Задание A |
Соберите из приведенных ниже записей все строки, в которых встречается слово «white».

───── Фрагмент для чтения ─────

И тем не менее хорошо известен факт постоянного и стойкого интереса Витгенштейна к русской культуре. Это и прошедшая через всю его жизнь любовь к Толстому и Достоевскому. Это и неудавшаяся попытка поселиться в СССР и связанная с ней поездка в нашу страну. Дело здесь не просто в отдельных особенностях личности, не имеющих отношения к философской концепции, а все-таки нечто большее. Витгенштейна глубоко роднит с русской философией (и русской культурой вообще) неприятие сциентистско-технократического подхода в понимании мира и человека и отталкивание от той традиции в понимании субъективности (по крайней мере во второй период его творчества), которая рассматривает ее в качестве замкнутого на себя «внутреннего мира» — эта традиция была господствующей в западной философии в течение последних столетий и оказала влияние на многие науки о человеке, да и на культуру в целом.
Я попробую показать, что данное обстоятельство допускает возможность взаимодействия некоторых подходов, развивавшихся в отечественной философии и науках о человеке с рядом идей Витгенштейна и что — более того — данная возможность получает в настоящее время интересную реализацию, которая в свою очередь ставит ряд принципиальных вопросов, касающихся понимания возможностей и перспектив познания вообще, познания человека в частности.
Но сначала несколько подробнее о том, как я вообще понимаю место Витгенштейна в современной философии, науках о человеке и вообще в современной культуре.
Для меня смысл и значение феномена Витгенштейна состоит прежде всего в том, что его концепция означает некоторый поворот от понимания человека, мира и науки, сложившегося в европейской культуре примерно триста лет тому назад и определившего развитие и философии, и наук о человеке, и сам образ науки, научности, понимание
Л. Витгенштейн и некоторые традиции отечественной мысли 95
того, что наука может и должна. Что же касается той традиции, которой Витгенштейн противостоит, то она характеризуется некоторыми взаимосвязанными чертами. Прежде всего это понимание человека как существа «выключенного» из мира и чисто внешне к нему относящегося. Отсюда возможность манипулировать внешними вещами и событиями, точно предсказывать и направлять ход последних. В центре человека находится то, что существует как бы «вне мира»: это область сознания, это образы, переживания, к которым имеет доступ только сам субъект. Нахождение Метода получения знания, сама возможность обоснования знания, контролирования процедур его получения предполагают прежде всего опору на данные сознания, ибо именно эти данные и есть то, что несомненно и самоочевидно. Отсюда возникает ряд проблем, по существу неразрешимых при таком подходе: внешнего мира, других сознаний, обоснования индукции и др. В науках о человеке (в психологии, в частности) эта установка ведет к признанию интроспекции в качестве метода исследования психической жизни.

───── Предоставленные записи ─────

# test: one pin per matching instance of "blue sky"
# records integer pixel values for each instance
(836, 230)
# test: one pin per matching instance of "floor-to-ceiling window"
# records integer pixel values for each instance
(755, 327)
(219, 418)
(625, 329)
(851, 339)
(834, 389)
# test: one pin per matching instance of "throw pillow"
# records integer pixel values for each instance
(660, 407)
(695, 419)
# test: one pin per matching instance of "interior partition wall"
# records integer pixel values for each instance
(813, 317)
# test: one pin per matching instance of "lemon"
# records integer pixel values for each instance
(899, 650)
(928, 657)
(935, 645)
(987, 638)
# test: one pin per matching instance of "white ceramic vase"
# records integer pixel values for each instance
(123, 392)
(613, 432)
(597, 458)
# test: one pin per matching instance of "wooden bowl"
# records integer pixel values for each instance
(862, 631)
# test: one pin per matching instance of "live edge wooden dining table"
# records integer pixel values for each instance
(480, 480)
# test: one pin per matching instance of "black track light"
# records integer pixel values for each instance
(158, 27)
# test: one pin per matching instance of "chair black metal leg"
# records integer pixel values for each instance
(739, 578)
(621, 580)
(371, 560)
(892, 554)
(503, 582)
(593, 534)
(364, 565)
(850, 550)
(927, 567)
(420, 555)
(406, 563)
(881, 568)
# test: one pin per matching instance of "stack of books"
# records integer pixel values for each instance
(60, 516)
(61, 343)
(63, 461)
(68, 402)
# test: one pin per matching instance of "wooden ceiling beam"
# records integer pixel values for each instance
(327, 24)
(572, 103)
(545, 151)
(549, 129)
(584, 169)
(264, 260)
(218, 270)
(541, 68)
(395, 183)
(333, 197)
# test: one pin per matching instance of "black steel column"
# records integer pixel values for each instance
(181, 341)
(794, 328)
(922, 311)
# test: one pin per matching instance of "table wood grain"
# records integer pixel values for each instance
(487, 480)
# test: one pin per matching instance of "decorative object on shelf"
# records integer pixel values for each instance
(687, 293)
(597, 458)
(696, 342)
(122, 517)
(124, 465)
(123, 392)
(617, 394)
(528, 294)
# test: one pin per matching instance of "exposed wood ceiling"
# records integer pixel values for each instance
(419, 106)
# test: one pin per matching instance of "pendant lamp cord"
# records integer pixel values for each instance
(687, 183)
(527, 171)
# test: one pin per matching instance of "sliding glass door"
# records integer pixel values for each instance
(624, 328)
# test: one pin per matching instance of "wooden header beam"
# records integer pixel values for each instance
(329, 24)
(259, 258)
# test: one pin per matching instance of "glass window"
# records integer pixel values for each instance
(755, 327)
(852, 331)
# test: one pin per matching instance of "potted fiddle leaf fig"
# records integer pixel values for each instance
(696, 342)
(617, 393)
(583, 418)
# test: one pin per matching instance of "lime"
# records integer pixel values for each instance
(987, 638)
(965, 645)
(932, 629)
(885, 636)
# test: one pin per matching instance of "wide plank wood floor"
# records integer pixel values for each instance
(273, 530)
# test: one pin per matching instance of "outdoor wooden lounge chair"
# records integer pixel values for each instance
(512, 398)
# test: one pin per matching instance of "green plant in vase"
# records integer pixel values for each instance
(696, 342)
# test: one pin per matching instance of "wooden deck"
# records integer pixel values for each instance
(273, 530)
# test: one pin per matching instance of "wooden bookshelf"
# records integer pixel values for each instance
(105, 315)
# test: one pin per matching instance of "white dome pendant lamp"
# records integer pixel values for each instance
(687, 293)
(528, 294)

─────

Задание B |
Обновите фрагмент о Витгенштейне от слов «Я попробую показать, что» до слов «человека в частности.»: замените «отечественной» на «русской» и приведите этот отрывок целиком.

Полный ответ A |
# test: one pin per matching instance of "white ceramic vase"
# test: one pin per matching instance of "white dome pendant lamp"

Полный ответ B |
Я попробую показать, что данное обстоятельство допускает возможность взаимодействия некоторых подходов, развивавшихся в русской философии и науках о человеке с рядом идей Витгенштейна и что — более того — данная возможность получает в настоящее время интересную реализацию, которая в свою очередь ставит ряд принципиальных вопросов, касающихся понимания возможностей и перспектив познания вообще, познания человека в частности.